# Directions
Every record that follows needs to be written out again, exactly.

BEGIN

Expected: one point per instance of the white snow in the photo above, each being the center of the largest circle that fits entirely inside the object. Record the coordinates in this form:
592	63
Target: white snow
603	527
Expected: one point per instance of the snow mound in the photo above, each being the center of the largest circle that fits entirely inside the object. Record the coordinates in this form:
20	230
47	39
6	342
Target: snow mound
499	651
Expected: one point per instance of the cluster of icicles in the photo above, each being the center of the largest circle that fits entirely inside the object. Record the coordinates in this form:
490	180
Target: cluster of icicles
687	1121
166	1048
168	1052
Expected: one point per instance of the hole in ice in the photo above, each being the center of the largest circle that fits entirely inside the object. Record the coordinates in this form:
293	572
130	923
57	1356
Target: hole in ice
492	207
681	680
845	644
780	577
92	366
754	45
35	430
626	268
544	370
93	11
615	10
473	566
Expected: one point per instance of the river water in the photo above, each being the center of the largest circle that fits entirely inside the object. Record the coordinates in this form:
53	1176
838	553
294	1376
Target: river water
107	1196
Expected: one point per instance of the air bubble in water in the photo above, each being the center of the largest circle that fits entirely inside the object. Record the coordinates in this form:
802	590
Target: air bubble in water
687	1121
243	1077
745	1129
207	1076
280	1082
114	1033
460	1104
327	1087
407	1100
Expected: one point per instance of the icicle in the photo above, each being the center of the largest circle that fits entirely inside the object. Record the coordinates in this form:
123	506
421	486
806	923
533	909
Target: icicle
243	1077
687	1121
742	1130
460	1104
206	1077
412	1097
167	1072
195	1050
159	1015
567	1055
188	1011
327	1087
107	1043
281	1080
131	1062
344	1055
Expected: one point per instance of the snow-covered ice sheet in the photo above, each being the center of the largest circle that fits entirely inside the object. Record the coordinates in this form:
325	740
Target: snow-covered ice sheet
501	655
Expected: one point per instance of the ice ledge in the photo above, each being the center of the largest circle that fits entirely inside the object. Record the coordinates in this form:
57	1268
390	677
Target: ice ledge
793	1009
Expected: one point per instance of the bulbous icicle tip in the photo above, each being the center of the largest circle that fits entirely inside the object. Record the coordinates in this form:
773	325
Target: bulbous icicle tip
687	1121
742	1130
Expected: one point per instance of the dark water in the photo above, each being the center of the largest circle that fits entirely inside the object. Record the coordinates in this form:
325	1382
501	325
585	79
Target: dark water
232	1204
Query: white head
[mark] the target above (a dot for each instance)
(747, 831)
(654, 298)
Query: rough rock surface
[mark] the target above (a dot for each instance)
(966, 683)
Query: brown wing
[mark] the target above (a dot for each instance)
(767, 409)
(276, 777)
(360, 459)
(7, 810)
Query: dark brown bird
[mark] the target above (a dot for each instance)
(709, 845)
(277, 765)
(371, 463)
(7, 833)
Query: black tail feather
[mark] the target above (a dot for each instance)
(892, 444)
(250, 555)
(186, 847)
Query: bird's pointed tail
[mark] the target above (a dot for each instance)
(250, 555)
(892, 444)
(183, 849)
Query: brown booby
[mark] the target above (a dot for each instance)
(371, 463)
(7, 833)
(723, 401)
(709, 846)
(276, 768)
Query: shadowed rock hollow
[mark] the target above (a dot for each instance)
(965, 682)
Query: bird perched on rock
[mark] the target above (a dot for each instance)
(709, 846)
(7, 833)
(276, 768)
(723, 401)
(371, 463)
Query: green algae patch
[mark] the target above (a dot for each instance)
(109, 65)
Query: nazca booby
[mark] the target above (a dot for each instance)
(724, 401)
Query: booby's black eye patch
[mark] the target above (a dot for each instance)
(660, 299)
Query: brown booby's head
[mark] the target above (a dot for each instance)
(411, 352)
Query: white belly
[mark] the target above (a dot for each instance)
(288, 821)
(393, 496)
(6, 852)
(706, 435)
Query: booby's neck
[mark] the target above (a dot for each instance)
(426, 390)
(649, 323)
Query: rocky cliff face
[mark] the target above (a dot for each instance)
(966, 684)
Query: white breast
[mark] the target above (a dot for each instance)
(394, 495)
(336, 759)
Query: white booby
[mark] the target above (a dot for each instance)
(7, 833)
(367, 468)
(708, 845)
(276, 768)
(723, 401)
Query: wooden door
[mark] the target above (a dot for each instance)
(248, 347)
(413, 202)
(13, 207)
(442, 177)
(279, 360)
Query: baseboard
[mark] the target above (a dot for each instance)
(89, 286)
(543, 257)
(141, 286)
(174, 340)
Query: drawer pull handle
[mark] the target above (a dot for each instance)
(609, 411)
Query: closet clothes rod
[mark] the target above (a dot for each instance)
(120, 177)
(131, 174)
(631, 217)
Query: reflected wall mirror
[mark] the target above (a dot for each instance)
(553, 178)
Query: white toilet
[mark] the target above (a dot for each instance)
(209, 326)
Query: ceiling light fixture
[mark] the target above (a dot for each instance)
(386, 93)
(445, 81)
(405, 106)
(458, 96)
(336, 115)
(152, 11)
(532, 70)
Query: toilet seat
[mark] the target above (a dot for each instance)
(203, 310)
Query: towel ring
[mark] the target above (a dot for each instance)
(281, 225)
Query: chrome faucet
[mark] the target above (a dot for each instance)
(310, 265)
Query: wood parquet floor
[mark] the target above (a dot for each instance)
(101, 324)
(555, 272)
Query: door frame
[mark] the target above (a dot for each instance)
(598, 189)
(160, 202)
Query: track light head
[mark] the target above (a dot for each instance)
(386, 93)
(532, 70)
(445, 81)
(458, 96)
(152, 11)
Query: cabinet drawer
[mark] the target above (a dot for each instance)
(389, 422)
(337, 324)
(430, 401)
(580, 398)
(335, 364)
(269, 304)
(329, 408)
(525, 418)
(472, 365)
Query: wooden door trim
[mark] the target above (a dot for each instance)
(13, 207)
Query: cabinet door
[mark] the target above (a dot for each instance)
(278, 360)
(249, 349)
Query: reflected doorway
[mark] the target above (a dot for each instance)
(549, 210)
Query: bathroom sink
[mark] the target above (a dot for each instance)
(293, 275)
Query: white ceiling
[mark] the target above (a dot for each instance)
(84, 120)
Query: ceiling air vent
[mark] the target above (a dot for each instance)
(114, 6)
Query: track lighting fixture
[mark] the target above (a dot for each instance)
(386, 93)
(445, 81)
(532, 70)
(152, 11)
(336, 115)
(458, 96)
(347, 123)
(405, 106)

END

# The answer
Expected: one point per instance of the white snow in the photo above, each being the center of the largest circle that fits entirely inside the object. Record the coordinates in this form:
592	63
Target: white snow
603	527
Expected: one point per instance of the snow mound in the photo above, each being the center of the largest circle that fits entirely inside the object. Record the coordinates in this form:
20	230
47	39
6	342
Target: snow mound
499	651
Expected: one point per instance of the cluster of icicles in the photo above, each being the center of the largest circle that fits entirely inside the object. Record the coordinates in this form:
490	180
Target: cluster of icicles
687	1121
166	1048
168	1052
Expected: one point per instance of the hole in ice in the photo above, each being the center of the largest circle that fits entirely inside the object. Record the coordinates in this form:
293	572
130	923
57	1356
Target: hole in ice
492	207
681	680
845	644
780	577
92	366
754	45
35	430
626	268
544	370
93	11
615	10
473	566
Expected: one point per instance of the river water in the photo above, each being the center of the largest circle that fits entirely inside the object. Record the coordinates in this form:
53	1176
838	553
294	1376
Target: river water
107	1196
Expected: one point per instance of the air bubble in water in the photo above, each being the center of the largest circle that fits entirely inside the object. Record the coordinates in this form:
802	590
Target: air bubble in water
687	1121
243	1077
745	1129
207	1076
280	1082
114	1033
460	1104
327	1087
407	1100
Expected: one point per instance of the icicle in the photo above, each being the center of the largest circle that fits entirely inside the object. Record the coordinates in this form:
123	506
421	486
806	923
533	909
Target: icicle
243	1077
687	1121
742	1130
460	1104
206	1077
412	1097
167	1072
195	1050
159	1015
567	1055
188	1011
327	1087
107	1043
281	1080
131	1062
344	1055
Expected: one point per instance of the snow-covered ice sheet in the photo above, each being the center of the largest circle that fits entirely inside the object. Record the coordinates in this form:
325	740
Target: snow-covered ice sheet
501	655
Expected: one point per instance of the ice ledge in the photo above, each being the center of the largest circle that fits entirely inside the object. Record the coordinates in this form:
57	1268
390	677
Target: ice ledge
793	1009
Expected: one point per instance of the bulbous icicle tip in the photo above, each being the center of the largest circle that fits entirely inside the object. Record the coordinates in this form:
773	325
Target: bulbous icicle tip
687	1121
742	1130
Expected: one point per instance of the dark water in the photo above, each being the center of the largest circle that fits entirely inside the object. Record the coordinates in this form:
325	1382
501	325
585	79
Target: dark water
232	1204
Query: white head
[mark] the target above (a dot for each instance)
(747, 831)
(654, 298)
Query: rough rock surface
[mark] the target above (a dot for each instance)
(966, 683)
Query: brown wing
[mark] the target above (a dot for each instance)
(767, 409)
(276, 777)
(360, 459)
(7, 810)
Query: dark brown bird
[mark] the target above (a dot for each instance)
(709, 845)
(277, 765)
(371, 463)
(7, 833)
Query: black tail feather
[mark] the target above (a dot for each instance)
(892, 444)
(250, 555)
(186, 847)
Query: bird's pointed tail
[mark] the target above (a dot for each instance)
(250, 555)
(892, 444)
(183, 849)
Query: brown booby
[mark] the target above (a dot for each instance)
(371, 463)
(7, 833)
(723, 401)
(709, 846)
(276, 768)
Query: shadowed rock hollow
[mark] the target above (a dot for each instance)
(965, 682)
Query: bird perched on rock
[mark] the target above (a dot for each instance)
(709, 846)
(7, 833)
(276, 768)
(723, 401)
(371, 463)
Query: green algae patch
[mark] the target above (a dot for each instance)
(109, 65)
Query: nazca booby
[mark] the target above (a dot for each instance)
(724, 401)
Query: booby's black eye patch
[mark] the target above (a dot for each instance)
(660, 299)
Query: brown booby's head
[mark] the target above (a dot for each instance)
(411, 352)
Query: white belly
[mark] the target above (a dot for each instance)
(288, 821)
(393, 496)
(6, 852)
(706, 435)
Query: booby's neck
[mark] the target above (a dot for each instance)
(426, 390)
(649, 323)
Query: rocky cliff face
[mark] the target above (a dot for each instance)
(966, 684)
Query: white breast
[mark] the target above (a dot for each instance)
(394, 495)
(336, 759)
Query: white booby
[mark] the target above (a dot for each instance)
(7, 833)
(367, 468)
(708, 845)
(276, 768)
(723, 401)
Query: wooden door
[mark] the target above (a dot for each instance)
(248, 347)
(413, 202)
(13, 207)
(442, 177)
(279, 360)
Query: baseboard
[mark] the target above (a dot for each instance)
(89, 286)
(543, 257)
(141, 286)
(174, 340)
Query: drawer pull handle
[mark] the target above (a dot for each instance)
(609, 411)
Query: closet clothes rod
[mark] the target above (a dot for each instance)
(120, 177)
(131, 174)
(631, 217)
Query: reflected wall mirror
[mark] the target above (a dot for each instance)
(553, 178)
Query: white toilet
[mark] the target above (a dot for each instance)
(209, 326)
Query: ceiling light fixture
[mark] the target above (a dot for each instance)
(386, 93)
(445, 81)
(405, 106)
(458, 96)
(336, 115)
(152, 11)
(532, 70)
Query: toilet seat
[mark] the target above (a dot for each instance)
(203, 310)
Query: towel ring
[mark] the target above (a dot for each instance)
(281, 225)
Query: chrome faucet
[mark] the target above (a dot for each instance)
(310, 265)
Query: wood parquet floor
[mark] the target above (a dot for each instance)
(101, 324)
(555, 272)
Query: door frame
[mark] the target above (a dot for each instance)
(598, 189)
(160, 202)
Query: track light head
[mark] the target above (a dot for each instance)
(386, 93)
(532, 70)
(445, 81)
(458, 96)
(152, 11)
Query: cabinet drawer
[mark] the target above (a dot for each instance)
(389, 422)
(337, 324)
(430, 401)
(580, 398)
(335, 364)
(269, 304)
(329, 408)
(525, 418)
(472, 365)
Query: wooden door trim
[mark] the target above (a dot for each instance)
(13, 207)
Query: cabinet door
[mark] the target above (a dot for each instance)
(278, 360)
(249, 349)
Query: reflected doorway
[mark] the target above (a dot for each instance)
(549, 210)
Query: bathroom sink
[mark] the target above (a dot for each instance)
(293, 275)
Query: white ceiling
[mark] the target above (a dot for each instance)
(84, 120)
Query: ceiling air vent
[mark] the target above (a dot for each instance)
(114, 6)
Query: track lighting fixture
[mark] the target above (a dot for each instance)
(386, 93)
(445, 81)
(532, 70)
(152, 11)
(336, 115)
(458, 96)
(347, 123)
(405, 106)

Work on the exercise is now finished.